#### WHAT THE TASK REQUIRES:
Below are entries; print them exactly from the first line through the one containing "Provide the mask of every instance of the black car taillight".

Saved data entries
::::::::::

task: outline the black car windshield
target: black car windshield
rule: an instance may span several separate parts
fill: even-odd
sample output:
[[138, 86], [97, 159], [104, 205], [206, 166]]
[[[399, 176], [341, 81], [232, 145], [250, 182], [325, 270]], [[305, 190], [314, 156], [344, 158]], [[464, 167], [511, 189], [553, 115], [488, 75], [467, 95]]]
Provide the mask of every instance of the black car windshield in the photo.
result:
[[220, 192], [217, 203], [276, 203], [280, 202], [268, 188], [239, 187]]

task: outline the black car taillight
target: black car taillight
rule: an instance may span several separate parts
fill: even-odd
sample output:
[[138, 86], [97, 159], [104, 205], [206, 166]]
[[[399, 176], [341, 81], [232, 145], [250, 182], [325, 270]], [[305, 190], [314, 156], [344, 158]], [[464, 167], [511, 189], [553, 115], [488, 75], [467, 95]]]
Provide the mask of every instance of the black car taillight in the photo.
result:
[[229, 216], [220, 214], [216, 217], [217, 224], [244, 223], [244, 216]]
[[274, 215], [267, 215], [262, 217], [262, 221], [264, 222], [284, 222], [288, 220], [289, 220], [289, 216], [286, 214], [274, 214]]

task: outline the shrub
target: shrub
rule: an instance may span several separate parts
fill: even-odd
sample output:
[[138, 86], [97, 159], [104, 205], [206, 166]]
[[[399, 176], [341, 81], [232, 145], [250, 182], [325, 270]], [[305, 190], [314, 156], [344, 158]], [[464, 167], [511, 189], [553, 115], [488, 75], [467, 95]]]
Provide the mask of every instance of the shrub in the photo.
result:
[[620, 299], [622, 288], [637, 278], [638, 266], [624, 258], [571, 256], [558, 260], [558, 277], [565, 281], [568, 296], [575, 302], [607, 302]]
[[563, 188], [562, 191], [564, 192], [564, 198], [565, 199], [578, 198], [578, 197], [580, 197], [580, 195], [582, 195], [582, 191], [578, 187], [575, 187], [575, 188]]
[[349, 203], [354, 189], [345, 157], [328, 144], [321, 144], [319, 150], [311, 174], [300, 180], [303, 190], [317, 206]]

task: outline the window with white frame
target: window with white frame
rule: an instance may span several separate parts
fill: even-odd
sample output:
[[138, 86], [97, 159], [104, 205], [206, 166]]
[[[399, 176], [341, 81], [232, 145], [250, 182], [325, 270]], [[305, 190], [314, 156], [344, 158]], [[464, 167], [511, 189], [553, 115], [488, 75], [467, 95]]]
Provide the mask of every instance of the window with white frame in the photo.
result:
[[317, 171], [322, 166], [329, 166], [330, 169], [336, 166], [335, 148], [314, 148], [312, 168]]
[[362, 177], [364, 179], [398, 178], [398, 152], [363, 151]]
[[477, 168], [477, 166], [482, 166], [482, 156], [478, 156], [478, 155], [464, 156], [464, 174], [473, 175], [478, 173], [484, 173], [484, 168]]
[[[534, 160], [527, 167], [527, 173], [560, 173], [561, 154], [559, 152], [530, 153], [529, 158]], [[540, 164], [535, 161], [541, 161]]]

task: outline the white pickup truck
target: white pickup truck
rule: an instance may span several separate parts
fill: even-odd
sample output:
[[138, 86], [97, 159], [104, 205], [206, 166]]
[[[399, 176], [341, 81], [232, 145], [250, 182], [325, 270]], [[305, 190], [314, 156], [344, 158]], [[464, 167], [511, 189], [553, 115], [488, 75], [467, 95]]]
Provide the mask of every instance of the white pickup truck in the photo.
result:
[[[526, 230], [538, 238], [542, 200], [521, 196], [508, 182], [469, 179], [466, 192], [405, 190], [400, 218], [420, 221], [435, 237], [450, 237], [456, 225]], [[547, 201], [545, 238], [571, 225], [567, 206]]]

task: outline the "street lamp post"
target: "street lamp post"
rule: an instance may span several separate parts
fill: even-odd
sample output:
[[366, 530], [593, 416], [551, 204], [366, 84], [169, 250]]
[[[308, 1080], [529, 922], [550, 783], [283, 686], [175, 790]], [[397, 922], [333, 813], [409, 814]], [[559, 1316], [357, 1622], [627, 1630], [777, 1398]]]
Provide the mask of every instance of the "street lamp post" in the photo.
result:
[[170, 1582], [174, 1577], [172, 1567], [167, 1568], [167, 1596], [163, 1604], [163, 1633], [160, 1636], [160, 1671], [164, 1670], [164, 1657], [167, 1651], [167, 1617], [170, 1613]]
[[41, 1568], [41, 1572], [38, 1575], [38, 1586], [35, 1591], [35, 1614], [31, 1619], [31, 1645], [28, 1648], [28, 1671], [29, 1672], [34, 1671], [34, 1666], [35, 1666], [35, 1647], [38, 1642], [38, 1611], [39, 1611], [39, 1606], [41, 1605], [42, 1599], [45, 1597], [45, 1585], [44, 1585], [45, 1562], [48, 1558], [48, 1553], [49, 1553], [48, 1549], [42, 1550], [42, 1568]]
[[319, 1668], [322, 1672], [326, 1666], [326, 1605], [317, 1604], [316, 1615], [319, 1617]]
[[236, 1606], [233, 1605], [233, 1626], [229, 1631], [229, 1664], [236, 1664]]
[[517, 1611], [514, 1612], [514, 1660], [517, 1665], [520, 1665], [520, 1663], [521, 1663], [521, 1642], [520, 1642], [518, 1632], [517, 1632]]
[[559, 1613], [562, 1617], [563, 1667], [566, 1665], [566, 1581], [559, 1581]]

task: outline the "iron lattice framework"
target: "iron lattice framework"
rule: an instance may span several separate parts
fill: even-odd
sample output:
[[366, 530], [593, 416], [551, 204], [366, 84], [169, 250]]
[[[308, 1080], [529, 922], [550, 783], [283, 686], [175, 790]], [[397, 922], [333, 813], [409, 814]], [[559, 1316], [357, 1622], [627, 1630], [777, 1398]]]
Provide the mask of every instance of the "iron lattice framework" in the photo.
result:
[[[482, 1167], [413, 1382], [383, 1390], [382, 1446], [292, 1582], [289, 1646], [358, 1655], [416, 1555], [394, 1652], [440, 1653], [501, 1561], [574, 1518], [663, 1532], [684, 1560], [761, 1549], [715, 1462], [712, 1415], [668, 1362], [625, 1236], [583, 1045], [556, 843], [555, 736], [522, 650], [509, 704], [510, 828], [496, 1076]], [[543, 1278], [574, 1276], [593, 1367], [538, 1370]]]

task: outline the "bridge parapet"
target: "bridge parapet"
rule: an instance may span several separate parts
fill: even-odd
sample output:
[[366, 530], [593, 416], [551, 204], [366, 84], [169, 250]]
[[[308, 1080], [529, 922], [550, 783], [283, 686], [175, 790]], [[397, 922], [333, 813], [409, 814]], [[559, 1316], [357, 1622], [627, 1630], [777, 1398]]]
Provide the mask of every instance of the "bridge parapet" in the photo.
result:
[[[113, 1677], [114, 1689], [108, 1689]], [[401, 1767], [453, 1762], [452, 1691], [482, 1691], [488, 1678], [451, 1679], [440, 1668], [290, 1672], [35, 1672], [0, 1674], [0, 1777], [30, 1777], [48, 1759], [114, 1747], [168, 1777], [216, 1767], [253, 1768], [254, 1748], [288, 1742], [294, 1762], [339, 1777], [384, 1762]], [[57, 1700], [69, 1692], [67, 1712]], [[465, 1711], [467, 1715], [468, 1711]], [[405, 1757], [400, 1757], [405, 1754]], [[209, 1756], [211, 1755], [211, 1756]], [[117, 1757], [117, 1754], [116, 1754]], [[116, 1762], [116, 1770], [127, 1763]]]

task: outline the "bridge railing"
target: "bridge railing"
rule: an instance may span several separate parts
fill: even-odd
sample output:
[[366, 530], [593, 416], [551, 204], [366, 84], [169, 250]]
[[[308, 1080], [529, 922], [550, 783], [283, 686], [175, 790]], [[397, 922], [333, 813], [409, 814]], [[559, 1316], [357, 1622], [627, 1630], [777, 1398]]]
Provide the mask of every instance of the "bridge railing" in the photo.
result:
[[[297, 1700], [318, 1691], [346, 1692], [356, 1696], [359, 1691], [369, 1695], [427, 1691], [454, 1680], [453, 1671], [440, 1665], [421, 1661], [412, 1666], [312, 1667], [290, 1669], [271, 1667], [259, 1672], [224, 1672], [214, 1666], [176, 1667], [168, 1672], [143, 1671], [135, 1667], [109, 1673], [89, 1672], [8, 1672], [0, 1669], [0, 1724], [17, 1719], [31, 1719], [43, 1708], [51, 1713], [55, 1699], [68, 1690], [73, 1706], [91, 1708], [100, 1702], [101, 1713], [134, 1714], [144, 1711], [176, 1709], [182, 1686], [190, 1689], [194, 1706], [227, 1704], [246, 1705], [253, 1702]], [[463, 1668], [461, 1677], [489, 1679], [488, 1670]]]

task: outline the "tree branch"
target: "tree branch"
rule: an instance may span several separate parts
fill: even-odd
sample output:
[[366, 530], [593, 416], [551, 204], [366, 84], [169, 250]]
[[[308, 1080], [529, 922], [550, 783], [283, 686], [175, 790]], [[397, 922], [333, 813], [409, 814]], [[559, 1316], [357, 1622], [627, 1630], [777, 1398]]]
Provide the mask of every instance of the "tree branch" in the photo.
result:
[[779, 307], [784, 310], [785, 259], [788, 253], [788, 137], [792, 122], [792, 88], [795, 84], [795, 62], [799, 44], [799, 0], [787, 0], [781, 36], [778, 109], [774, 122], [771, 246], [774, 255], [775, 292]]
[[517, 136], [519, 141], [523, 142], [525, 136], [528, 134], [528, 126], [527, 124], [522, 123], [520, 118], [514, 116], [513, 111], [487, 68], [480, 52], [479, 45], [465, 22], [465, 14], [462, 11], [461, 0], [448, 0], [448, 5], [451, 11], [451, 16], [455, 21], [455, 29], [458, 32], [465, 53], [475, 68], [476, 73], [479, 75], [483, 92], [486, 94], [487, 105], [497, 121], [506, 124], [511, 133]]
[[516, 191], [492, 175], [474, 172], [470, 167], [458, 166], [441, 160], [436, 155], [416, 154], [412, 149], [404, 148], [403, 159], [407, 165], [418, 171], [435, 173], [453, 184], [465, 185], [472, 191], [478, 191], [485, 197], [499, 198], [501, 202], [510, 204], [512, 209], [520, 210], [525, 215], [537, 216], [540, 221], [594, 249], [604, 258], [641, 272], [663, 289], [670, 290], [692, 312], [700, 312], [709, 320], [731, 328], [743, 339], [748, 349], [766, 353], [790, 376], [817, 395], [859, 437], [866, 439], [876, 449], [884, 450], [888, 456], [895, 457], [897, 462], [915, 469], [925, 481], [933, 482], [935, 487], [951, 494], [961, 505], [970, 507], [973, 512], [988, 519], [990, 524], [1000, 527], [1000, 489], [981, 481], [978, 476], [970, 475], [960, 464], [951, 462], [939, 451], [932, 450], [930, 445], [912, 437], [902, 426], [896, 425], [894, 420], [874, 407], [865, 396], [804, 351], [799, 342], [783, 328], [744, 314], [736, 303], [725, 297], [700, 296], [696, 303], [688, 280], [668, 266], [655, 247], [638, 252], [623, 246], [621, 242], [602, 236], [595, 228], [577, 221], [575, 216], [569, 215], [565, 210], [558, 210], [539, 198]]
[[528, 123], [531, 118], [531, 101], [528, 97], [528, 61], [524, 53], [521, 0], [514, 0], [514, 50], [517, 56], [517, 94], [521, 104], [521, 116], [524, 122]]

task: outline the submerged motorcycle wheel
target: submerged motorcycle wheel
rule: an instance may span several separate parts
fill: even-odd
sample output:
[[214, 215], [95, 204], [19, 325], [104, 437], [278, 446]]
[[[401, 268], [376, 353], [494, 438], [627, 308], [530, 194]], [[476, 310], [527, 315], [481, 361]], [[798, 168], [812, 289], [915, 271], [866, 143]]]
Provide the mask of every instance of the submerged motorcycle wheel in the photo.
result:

::::::::::

#### RESPONSE AREA:
task: outline the black car windshield
target: black car windshield
rule: an instance may span several separate parts
fill: even-odd
sample output:
[[138, 86], [97, 159], [104, 205], [206, 166]]
[[[399, 176], [341, 81], [232, 145], [250, 182], [325, 270]], [[305, 190], [314, 156], [344, 158]], [[464, 167], [511, 189], [553, 115], [488, 75], [467, 95]]]
Provide the mask of every instance of the black car windshield in the photo.
result:
[[220, 192], [217, 203], [276, 203], [280, 202], [268, 188], [239, 187]]

task: outline the black car taillight
target: black car taillight
rule: an instance may span several separate parts
fill: even-odd
sample output:
[[138, 86], [97, 159], [104, 205], [206, 166]]
[[[399, 176], [341, 81], [232, 145], [250, 182], [325, 270]], [[305, 190], [314, 156], [344, 158]], [[464, 167], [511, 189], [553, 115], [488, 75], [467, 95]]]
Provide the mask of every instance of the black car taillight in the photo.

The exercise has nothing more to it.